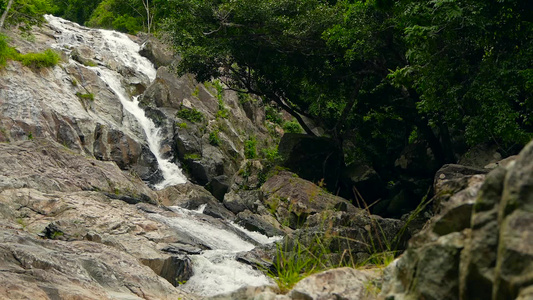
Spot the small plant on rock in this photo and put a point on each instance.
(214, 139)
(191, 115)
(250, 148)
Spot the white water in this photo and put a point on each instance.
(113, 47)
(215, 271)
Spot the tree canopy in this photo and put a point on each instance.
(377, 72)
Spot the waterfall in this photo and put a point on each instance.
(216, 271)
(118, 47)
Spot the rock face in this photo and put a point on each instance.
(67, 230)
(480, 244)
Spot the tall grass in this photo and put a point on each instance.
(297, 261)
(48, 58)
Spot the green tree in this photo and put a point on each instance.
(470, 63)
(24, 13)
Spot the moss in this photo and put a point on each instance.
(191, 115)
(88, 96)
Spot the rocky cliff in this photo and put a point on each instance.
(120, 180)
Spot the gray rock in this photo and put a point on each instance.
(514, 267)
(157, 52)
(40, 269)
(293, 199)
(258, 223)
(478, 246)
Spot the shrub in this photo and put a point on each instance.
(250, 148)
(272, 115)
(213, 138)
(191, 115)
(292, 127)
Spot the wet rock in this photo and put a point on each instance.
(47, 166)
(175, 269)
(313, 158)
(366, 180)
(241, 200)
(258, 223)
(178, 248)
(252, 292)
(40, 269)
(194, 197)
(218, 186)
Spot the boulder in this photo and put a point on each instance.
(261, 224)
(44, 269)
(365, 180)
(341, 283)
(157, 52)
(292, 199)
(194, 197)
(479, 245)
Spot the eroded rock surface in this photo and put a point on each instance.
(479, 245)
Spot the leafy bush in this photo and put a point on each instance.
(214, 139)
(6, 52)
(192, 115)
(273, 115)
(48, 58)
(250, 148)
(292, 127)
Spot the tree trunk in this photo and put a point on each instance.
(4, 15)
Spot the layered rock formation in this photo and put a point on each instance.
(480, 244)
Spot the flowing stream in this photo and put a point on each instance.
(119, 48)
(215, 271)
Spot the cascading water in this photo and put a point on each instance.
(117, 47)
(215, 271)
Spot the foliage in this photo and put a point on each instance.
(250, 148)
(380, 71)
(273, 115)
(292, 127)
(192, 115)
(6, 52)
(27, 13)
(78, 11)
(214, 139)
(48, 58)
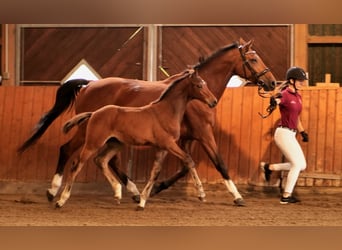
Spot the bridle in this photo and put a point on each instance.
(261, 92)
(255, 75)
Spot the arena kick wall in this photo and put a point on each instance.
(243, 137)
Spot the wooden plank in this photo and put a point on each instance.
(337, 164)
(311, 155)
(324, 39)
(246, 132)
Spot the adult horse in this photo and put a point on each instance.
(235, 59)
(160, 128)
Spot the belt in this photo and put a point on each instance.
(291, 129)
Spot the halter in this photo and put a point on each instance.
(255, 74)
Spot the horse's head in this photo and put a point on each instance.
(254, 69)
(200, 89)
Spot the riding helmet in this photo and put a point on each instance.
(296, 73)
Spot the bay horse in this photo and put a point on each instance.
(156, 124)
(234, 59)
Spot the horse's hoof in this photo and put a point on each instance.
(157, 188)
(239, 202)
(58, 205)
(136, 198)
(49, 196)
(202, 199)
(139, 208)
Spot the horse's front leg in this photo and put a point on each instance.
(108, 151)
(165, 184)
(65, 195)
(157, 165)
(211, 148)
(189, 163)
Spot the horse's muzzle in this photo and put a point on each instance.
(212, 104)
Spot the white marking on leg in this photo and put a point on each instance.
(55, 184)
(64, 196)
(131, 187)
(232, 189)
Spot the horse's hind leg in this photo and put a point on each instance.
(65, 152)
(211, 148)
(189, 163)
(160, 156)
(115, 163)
(165, 184)
(75, 170)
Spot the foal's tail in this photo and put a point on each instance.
(76, 120)
(65, 98)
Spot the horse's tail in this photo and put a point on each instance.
(76, 120)
(65, 98)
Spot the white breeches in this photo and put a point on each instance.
(289, 146)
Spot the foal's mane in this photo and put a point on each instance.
(170, 87)
(205, 60)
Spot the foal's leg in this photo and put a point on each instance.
(75, 170)
(101, 160)
(212, 150)
(187, 161)
(114, 164)
(65, 152)
(160, 156)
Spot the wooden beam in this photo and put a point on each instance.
(324, 39)
(8, 54)
(300, 46)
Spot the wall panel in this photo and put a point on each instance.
(244, 139)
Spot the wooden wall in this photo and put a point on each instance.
(243, 137)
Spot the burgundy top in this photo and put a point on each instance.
(290, 107)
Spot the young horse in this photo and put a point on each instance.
(234, 59)
(157, 124)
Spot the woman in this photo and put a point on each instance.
(290, 105)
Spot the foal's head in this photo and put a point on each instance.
(200, 90)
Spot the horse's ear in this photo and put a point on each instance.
(241, 41)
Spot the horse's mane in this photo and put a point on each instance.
(170, 86)
(205, 60)
(201, 62)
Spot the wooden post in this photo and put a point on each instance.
(328, 83)
(8, 54)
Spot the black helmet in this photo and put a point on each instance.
(296, 73)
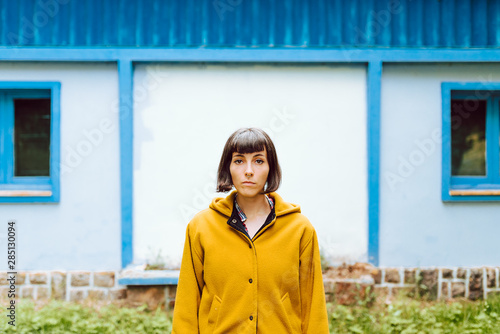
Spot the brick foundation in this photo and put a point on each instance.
(346, 284)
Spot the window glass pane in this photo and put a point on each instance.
(468, 137)
(32, 137)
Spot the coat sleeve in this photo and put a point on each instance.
(312, 294)
(189, 289)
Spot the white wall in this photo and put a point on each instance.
(316, 116)
(83, 230)
(416, 227)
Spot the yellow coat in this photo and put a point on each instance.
(269, 285)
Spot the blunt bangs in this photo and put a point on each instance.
(248, 140)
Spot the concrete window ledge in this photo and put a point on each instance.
(149, 277)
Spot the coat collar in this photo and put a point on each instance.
(224, 205)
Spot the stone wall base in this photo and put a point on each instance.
(347, 284)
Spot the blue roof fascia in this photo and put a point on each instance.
(249, 54)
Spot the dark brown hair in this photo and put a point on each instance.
(248, 140)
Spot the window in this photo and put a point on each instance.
(29, 142)
(471, 142)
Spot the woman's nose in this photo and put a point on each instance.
(249, 170)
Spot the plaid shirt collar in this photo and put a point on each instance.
(242, 215)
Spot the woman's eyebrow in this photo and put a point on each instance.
(241, 155)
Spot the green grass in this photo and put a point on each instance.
(407, 316)
(403, 316)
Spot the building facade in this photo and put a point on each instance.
(385, 115)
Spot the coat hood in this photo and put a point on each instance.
(224, 205)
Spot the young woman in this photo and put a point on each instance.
(251, 260)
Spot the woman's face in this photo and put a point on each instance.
(249, 172)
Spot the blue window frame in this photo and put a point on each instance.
(29, 142)
(471, 141)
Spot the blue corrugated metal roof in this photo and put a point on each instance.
(249, 23)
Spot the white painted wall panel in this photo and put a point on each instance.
(417, 228)
(316, 115)
(83, 231)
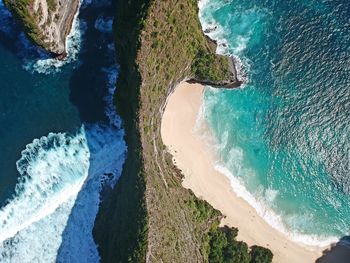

****************

▶ Task details
Please reproduce every line of the records above word for word, leaving the pictures out.

▶ Exercise solution
Spot the small plant on rock in this photo and put a point on each instance.
(214, 139)
(191, 115)
(250, 148)
Spot the white water in this photo and put a point on each instance.
(113, 47)
(215, 271)
Spot the tree canopy in this photo and put a point on each instance.
(377, 72)
Spot the waterfall in this photo and put a point on each instance.
(216, 271)
(118, 47)
Spot the rock face in this photo and put a point on each instance.
(67, 230)
(480, 244)
Spot the tall grass in this photo and put a point on each instance.
(297, 261)
(48, 58)
Spot the green tree in this photo and put a point on each instance.
(470, 63)
(24, 13)
Spot the moss in this photo and put a point on each instance.
(191, 115)
(88, 96)
Spot the rocky cliff in this photo and put a point on each instance.
(120, 180)
Spot the gray rock in this photo and put a point on each instance.
(514, 267)
(157, 52)
(40, 269)
(293, 199)
(258, 223)
(478, 246)
Spot the shrub in this photo and put a point on each instance.
(250, 148)
(272, 115)
(213, 138)
(191, 115)
(292, 127)
Spot the wet rock in this photo and put a point on each instance.
(47, 166)
(175, 269)
(313, 158)
(366, 180)
(241, 200)
(258, 223)
(178, 248)
(252, 292)
(40, 269)
(194, 197)
(218, 186)
Spot the boulder in this photo and put a point on each instance.
(261, 224)
(44, 269)
(365, 180)
(341, 283)
(157, 52)
(292, 199)
(194, 197)
(479, 245)
Spot the eroded rock surface in this photo and put a point on each instance.
(479, 245)
Spot the leafy bush in this photo and put a point on each instance.
(214, 139)
(6, 52)
(192, 115)
(273, 115)
(48, 58)
(250, 148)
(292, 127)
Spot the tree trunk in this photo and put a point on each instance.
(4, 15)
Spot the layered rock formation in this photo and put a point on each instance.
(480, 244)
Spot the flowing stream in this photo and put a point on each instance.
(119, 48)
(215, 271)
Spot the cascading water in this photo and put a point on each instance.
(117, 47)
(215, 271)
Spot the foliage in this photo and put a point on each instance.
(250, 148)
(380, 71)
(273, 115)
(292, 127)
(192, 115)
(6, 52)
(27, 13)
(78, 11)
(214, 139)
(48, 58)
Spot the bridle in this photo and put a point on each instance.
(261, 92)
(255, 75)
Spot the arena kick wall in this photo and put a point on each instance.
(243, 137)
Spot the wooden plank in this photo and put a point on each instance.
(337, 164)
(311, 155)
(324, 39)
(246, 132)
Spot the adult horse in this photo and put a point on each instance.
(235, 59)
(160, 128)
Spot the belt in this photo and put a point on each instance.
(291, 129)
Spot the halter in this photo and put a point on each instance.
(255, 74)
Spot the horse's head in this photo and put a point on each instance.
(254, 69)
(200, 89)
Spot the riding helmet in this photo and put a point on each instance.
(296, 73)
Spot the bay horse in this photo and put a point on each instance.
(156, 124)
(234, 59)
Spot the horse's hoof in this photo and put a point on each instance.
(157, 188)
(239, 202)
(58, 205)
(136, 198)
(49, 196)
(202, 199)
(139, 208)
Spot the horse's front leg in this photo and put a point on each instance.
(108, 151)
(165, 184)
(65, 195)
(157, 165)
(211, 148)
(189, 163)
Spot the horse's muzzle in this photo and put a point on each instance.
(212, 104)
Spot the white marking on leg in this photo and put a point on each instance.
(55, 184)
(64, 196)
(131, 187)
(232, 189)
Spot the horse's hind leg in this photo and put a point on each instance.
(65, 152)
(211, 148)
(189, 163)
(160, 156)
(115, 163)
(165, 184)
(75, 170)
Spot the foal's tail in this photo and put a point on each instance.
(76, 120)
(65, 98)
Spot the horse's tail in this photo and put a point on each instance.
(76, 120)
(65, 98)
Spot the white breeches in this photo and put a point on each instance.
(289, 146)
Spot the foal's mane in this photo and put a point on each instance.
(170, 87)
(205, 60)
Spot the foal's leg in this photo and put a point on each instance.
(75, 170)
(101, 160)
(212, 150)
(187, 161)
(114, 164)
(65, 152)
(160, 156)
Spot the wooden beam in this photo and put a point on each instance.
(324, 39)
(8, 54)
(300, 46)
Spot the wall panel in this photo and put a point on each instance.
(244, 139)
Spot the wooden wall in this photo and put a point on each instance.
(243, 137)
Spot the burgundy top in this photo and put a point on each instance.
(290, 107)
Spot the young horse in this photo and put a point on each instance.
(234, 59)
(157, 124)
Spot the woman in this photo and put a point on each instance.
(290, 105)
Spot the foal's head in this photo and put a point on each instance.
(200, 90)
Spot the horse's ear in this photo and put a point on each instance.
(241, 41)
Spot the horse's mane in this photo and put a point on each instance.
(170, 86)
(205, 60)
(201, 62)
Spot the wooden post in this photo and put a point on each instance.
(328, 83)
(8, 54)
Spot the black helmet in this photo and put a point on each instance.
(296, 73)
Spot the brick foundation in this photo and put a point on each instance.
(346, 284)
Spot the window glass pane in this photo and put a point on each instance.
(468, 137)
(32, 137)
Spot the coat sleeve in this photo and put a point on each instance.
(312, 294)
(189, 289)
Spot the white wall in this photo and put a point on each instance.
(316, 116)
(83, 230)
(416, 227)
Spot the yellow coat in this photo and put a point on each instance.
(269, 285)
Spot the blunt bangs in this photo and put a point on each instance.
(248, 140)
Spot the concrete window ledge in this photo and put a point on each instance.
(149, 277)
Spot the coat collar in this photo and put a point on each instance.
(224, 205)
Spot the stone wall base in this photo and put a point on each instance.
(347, 284)
Spot the blue roof fascia in this photo and put a point on each instance.
(249, 54)
Spot the dark brown hair in this photo and put a point on each instance.
(248, 140)
Spot the window in this photo and put a point on each instance.
(29, 142)
(471, 142)
Spot the woman's nose in this photo and put a point on each instance.
(249, 170)
Spot the plaid shirt collar in this photo and put a point on each instance.
(242, 215)
Spot the woman's eyebrow in this photo and put a point on each instance.
(241, 155)
Spot the green grass in this photo and put a point on each instance.
(407, 316)
(403, 316)
Spot the building facade in this photo and put a point on each instance.
(385, 115)
Spot the coat hood in this photo and put a point on each instance.
(224, 205)
Spot the young woman in this photo and put a point on each instance.
(251, 260)
Spot the woman's face in this photo and put a point on each instance.
(249, 172)
Spot the blue window frame in this photo and put a point on each instance.
(29, 142)
(471, 141)
Spot the blue corrugated metal roof in this photo and put a point on each instance.
(249, 23)
Spot the white painted wall panel in this photo and put a point on each instance.
(417, 228)
(316, 115)
(83, 231)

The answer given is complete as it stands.